__DIRECTIONS__.
When you find the line with "target: <item>twisted rope strand</item>" among the records below, reproduce it and each line after it exactly, ending with the line with "Provide the mask of every instance of the <item>twisted".

____________________

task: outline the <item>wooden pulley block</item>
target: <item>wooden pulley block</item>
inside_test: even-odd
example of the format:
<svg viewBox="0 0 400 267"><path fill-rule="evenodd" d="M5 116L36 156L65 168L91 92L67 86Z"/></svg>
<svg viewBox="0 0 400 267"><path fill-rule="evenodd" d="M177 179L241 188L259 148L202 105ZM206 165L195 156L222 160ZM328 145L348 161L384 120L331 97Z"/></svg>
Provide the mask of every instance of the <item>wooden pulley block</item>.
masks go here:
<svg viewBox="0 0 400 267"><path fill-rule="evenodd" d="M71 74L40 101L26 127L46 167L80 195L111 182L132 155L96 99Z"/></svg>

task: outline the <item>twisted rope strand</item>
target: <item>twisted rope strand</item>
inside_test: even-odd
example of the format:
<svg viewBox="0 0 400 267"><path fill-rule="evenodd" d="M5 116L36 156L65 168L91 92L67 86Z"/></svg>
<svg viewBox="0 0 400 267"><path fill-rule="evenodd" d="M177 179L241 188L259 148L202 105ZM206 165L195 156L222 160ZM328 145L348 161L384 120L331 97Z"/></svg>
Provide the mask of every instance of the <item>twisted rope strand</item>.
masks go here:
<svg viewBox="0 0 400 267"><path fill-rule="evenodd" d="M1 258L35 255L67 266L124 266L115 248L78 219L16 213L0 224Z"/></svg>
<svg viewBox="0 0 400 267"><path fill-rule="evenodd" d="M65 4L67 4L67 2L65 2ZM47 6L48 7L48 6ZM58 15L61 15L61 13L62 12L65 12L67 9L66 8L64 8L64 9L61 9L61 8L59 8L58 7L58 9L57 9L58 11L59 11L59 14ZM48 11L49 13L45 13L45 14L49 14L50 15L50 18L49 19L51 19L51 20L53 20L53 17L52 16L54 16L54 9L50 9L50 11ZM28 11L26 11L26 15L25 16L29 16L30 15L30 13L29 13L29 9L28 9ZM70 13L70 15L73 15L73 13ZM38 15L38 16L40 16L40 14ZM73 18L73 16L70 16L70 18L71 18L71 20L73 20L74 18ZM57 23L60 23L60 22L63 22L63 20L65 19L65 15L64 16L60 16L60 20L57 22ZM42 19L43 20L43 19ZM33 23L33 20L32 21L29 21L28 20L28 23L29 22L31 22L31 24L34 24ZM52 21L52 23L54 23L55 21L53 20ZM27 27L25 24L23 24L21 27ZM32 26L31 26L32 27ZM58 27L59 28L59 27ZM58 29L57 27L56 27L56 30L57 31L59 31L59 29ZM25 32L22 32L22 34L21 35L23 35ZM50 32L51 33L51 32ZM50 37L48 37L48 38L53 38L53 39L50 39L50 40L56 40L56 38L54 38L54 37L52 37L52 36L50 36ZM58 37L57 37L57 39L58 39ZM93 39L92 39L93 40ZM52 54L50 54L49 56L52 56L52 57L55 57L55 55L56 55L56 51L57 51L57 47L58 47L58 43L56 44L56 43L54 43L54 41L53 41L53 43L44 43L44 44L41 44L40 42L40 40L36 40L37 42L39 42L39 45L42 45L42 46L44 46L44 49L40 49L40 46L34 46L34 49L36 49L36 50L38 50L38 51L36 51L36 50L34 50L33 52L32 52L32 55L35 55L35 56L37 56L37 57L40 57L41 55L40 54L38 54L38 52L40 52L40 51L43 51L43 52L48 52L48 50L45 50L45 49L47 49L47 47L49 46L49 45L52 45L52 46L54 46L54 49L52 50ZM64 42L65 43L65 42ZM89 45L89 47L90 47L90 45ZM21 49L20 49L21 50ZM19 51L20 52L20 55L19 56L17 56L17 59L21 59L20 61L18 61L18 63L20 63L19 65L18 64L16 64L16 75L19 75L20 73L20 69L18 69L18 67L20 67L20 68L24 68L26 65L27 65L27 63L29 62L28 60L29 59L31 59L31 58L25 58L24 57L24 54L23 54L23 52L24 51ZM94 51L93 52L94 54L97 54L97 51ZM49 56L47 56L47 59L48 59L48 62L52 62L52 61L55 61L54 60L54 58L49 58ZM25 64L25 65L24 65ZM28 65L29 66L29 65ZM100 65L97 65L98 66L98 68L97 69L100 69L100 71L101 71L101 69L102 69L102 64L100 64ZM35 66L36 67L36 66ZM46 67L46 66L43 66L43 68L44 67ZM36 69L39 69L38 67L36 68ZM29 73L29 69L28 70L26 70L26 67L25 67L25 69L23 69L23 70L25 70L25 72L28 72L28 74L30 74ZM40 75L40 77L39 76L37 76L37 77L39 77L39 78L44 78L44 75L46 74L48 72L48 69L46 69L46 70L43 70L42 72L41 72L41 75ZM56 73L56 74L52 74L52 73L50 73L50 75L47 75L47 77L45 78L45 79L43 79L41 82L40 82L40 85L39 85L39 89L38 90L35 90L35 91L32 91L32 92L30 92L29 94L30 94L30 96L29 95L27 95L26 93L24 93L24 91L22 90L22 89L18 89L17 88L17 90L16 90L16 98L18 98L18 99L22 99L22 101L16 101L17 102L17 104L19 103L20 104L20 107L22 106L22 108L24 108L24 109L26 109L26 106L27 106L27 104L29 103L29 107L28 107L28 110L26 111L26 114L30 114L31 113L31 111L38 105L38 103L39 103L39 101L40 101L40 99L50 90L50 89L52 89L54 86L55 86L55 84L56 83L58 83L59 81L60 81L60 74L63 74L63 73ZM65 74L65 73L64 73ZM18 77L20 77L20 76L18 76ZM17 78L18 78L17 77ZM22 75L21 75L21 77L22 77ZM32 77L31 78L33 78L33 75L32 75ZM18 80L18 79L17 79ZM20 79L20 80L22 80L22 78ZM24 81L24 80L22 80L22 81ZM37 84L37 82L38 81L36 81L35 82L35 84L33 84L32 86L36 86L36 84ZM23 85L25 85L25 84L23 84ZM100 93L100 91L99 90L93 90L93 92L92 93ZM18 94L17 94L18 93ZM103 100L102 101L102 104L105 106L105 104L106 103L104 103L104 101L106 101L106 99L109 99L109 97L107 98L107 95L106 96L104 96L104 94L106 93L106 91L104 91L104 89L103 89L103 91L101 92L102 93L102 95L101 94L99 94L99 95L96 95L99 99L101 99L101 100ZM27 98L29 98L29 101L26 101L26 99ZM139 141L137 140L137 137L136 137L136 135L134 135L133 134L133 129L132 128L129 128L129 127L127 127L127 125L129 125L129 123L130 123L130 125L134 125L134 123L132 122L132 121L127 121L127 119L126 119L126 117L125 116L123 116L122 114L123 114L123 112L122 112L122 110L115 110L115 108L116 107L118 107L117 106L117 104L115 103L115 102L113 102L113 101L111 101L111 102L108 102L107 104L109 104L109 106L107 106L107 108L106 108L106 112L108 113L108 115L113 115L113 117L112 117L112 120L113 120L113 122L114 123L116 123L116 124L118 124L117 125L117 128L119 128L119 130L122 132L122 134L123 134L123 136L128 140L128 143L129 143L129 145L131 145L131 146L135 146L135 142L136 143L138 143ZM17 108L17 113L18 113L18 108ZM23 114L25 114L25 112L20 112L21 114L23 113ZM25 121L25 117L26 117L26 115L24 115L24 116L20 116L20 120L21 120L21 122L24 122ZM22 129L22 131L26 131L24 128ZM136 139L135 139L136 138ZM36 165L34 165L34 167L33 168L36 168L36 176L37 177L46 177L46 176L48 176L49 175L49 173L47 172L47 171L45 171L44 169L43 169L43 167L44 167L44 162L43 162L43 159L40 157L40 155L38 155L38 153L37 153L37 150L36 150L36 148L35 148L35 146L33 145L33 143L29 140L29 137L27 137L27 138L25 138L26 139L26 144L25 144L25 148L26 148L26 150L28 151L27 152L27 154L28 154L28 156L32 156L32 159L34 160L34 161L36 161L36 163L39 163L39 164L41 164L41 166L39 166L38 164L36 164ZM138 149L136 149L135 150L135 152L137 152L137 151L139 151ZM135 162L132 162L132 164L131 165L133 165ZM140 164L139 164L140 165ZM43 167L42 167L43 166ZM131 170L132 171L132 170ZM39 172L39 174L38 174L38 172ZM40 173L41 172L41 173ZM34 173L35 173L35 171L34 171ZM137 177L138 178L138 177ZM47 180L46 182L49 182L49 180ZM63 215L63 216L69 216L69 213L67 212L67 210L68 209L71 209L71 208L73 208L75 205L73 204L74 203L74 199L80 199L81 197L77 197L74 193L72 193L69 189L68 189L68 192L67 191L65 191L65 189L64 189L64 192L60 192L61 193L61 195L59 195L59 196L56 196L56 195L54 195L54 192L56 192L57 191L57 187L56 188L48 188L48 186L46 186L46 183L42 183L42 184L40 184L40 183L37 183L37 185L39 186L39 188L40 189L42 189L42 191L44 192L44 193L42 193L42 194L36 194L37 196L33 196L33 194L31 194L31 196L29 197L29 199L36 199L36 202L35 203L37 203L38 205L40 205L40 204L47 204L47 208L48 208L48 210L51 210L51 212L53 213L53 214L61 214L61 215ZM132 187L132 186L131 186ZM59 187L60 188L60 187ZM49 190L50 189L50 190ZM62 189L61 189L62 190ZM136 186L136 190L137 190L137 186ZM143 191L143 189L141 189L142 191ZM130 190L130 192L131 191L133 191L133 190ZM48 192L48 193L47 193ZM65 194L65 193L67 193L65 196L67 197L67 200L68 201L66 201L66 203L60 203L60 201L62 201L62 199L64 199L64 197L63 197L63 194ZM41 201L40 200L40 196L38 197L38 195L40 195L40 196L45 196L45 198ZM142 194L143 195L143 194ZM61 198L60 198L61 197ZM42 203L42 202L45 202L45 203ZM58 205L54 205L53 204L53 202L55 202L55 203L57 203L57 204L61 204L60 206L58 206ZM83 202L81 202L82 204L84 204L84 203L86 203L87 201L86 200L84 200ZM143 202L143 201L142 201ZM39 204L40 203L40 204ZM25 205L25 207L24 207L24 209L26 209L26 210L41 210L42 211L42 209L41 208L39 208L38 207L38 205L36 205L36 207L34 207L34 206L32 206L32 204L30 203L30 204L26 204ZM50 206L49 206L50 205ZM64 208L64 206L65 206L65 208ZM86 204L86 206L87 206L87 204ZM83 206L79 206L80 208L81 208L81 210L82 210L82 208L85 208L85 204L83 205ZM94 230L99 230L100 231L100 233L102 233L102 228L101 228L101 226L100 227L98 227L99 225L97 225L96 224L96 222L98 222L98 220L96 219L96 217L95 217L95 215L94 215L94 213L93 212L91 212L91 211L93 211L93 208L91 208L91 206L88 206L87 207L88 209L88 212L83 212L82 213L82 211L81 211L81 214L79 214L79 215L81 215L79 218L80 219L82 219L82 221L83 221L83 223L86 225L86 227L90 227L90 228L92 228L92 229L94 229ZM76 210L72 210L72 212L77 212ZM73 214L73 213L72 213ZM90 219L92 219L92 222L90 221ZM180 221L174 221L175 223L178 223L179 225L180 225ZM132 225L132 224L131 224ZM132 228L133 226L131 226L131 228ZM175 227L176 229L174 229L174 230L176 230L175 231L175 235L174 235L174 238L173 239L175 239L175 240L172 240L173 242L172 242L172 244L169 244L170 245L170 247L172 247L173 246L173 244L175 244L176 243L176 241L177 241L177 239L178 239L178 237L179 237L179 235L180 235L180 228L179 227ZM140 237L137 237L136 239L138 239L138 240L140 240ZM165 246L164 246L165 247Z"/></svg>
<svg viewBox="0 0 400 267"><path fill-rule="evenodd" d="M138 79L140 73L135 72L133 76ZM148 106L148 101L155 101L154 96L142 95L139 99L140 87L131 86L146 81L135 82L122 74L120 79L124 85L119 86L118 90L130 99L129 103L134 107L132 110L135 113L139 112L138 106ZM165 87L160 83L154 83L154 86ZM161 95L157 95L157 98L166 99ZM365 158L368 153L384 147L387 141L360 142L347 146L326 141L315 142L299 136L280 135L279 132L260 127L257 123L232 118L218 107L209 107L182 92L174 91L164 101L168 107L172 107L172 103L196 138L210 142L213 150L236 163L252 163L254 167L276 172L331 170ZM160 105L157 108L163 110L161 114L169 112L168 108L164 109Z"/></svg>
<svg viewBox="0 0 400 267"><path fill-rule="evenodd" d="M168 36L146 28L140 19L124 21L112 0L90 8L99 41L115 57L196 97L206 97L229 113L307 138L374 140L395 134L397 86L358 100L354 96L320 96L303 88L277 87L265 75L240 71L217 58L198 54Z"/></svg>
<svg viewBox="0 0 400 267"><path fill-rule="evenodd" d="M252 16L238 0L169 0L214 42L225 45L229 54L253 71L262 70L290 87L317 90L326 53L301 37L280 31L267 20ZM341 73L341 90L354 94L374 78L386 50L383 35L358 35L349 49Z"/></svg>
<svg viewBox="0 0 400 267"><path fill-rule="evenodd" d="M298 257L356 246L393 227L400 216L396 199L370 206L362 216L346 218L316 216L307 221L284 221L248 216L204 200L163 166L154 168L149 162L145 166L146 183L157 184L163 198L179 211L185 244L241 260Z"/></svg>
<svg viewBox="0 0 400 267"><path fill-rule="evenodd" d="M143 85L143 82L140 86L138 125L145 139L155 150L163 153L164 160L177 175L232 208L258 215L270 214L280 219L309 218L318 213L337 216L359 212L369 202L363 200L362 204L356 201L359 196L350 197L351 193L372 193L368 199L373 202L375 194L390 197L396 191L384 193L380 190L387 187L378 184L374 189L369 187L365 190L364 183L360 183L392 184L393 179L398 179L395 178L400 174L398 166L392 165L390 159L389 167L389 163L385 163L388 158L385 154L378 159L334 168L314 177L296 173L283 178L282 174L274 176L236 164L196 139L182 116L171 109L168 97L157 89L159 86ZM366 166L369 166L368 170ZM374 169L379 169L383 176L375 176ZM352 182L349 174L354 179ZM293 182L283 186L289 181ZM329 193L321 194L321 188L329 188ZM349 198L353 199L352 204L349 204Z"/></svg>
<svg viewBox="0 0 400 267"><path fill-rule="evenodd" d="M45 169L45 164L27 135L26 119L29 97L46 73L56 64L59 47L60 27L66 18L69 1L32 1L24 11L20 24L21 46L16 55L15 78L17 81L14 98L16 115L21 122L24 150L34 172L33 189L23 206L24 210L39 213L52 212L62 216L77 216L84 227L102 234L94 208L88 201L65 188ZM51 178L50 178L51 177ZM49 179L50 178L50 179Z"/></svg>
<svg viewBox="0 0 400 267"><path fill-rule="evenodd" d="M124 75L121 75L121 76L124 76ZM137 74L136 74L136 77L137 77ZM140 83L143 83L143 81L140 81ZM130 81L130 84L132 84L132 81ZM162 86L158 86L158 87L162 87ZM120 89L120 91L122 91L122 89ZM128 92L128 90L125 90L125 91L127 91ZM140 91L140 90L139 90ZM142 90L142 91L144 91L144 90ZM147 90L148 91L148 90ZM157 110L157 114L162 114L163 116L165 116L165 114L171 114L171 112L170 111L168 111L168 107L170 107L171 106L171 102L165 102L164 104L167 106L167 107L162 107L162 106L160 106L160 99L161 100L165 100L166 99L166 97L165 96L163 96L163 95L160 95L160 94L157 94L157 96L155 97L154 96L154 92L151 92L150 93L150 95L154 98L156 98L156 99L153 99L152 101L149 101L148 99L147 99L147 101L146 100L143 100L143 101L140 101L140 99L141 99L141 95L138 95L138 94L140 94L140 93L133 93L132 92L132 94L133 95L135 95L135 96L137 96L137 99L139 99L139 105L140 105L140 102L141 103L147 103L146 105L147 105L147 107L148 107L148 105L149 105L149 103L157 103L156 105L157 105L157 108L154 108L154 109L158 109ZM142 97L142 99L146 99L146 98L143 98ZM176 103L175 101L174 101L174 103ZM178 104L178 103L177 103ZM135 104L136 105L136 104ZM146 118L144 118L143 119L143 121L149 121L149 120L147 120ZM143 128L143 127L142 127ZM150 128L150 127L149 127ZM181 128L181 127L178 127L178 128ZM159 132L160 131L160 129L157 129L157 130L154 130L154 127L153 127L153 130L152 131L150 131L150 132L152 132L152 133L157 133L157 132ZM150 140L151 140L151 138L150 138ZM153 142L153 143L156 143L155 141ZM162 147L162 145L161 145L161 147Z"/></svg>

____________________

__OUTPUT OF THE EXERCISE__.
target: <item>twisted rope strand</item>
inside_test: even-odd
example of the format:
<svg viewBox="0 0 400 267"><path fill-rule="evenodd" d="M5 116L36 156L65 168L91 92L67 86Z"/></svg>
<svg viewBox="0 0 400 267"><path fill-rule="evenodd" d="M177 179L241 188L259 148L202 105ZM206 165L195 156L222 160ZM328 145L348 161L384 120L331 97Z"/></svg>
Provide the mask of every instance of the <item>twisted rope strand</item>.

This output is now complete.